/---

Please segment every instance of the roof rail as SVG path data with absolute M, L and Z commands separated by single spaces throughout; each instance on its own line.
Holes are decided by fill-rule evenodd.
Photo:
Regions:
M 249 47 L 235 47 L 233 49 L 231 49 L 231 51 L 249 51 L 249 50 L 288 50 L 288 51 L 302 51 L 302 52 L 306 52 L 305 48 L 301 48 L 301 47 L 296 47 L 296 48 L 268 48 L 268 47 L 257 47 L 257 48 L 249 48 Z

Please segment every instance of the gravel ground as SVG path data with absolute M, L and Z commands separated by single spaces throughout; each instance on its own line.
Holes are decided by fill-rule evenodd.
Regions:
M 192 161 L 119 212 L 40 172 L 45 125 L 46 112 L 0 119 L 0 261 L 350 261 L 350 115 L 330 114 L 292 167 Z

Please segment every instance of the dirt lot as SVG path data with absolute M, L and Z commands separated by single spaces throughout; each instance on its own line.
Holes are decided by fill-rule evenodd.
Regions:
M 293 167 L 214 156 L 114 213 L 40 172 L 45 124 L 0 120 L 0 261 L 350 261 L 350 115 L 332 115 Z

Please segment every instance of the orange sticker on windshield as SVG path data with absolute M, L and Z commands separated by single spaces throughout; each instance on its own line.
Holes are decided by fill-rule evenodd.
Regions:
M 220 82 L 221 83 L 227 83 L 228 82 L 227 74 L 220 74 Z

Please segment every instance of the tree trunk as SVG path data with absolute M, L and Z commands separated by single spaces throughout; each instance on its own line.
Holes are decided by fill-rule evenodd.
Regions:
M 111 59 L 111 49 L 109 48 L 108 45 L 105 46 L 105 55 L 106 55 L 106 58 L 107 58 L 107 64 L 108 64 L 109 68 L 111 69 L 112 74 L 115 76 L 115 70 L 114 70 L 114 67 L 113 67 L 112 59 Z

\---

### Your instructions
Substitute "bare earth" for "dirt lot" in the stretch of the material from the line containing "Please segment every instance of the dirt" through the line containing "M 293 167 L", and reproduce only those lines with everything else unchanged.

### Exercise response
Please segment every instance of the bare earth as SVG path data with absolute M, L and Z commands separated by single spaces throughout; each instance on its own line.
Holes are decided by fill-rule evenodd.
Regions:
M 293 167 L 214 156 L 114 213 L 40 172 L 45 124 L 0 120 L 0 261 L 350 261 L 350 115 L 332 115 Z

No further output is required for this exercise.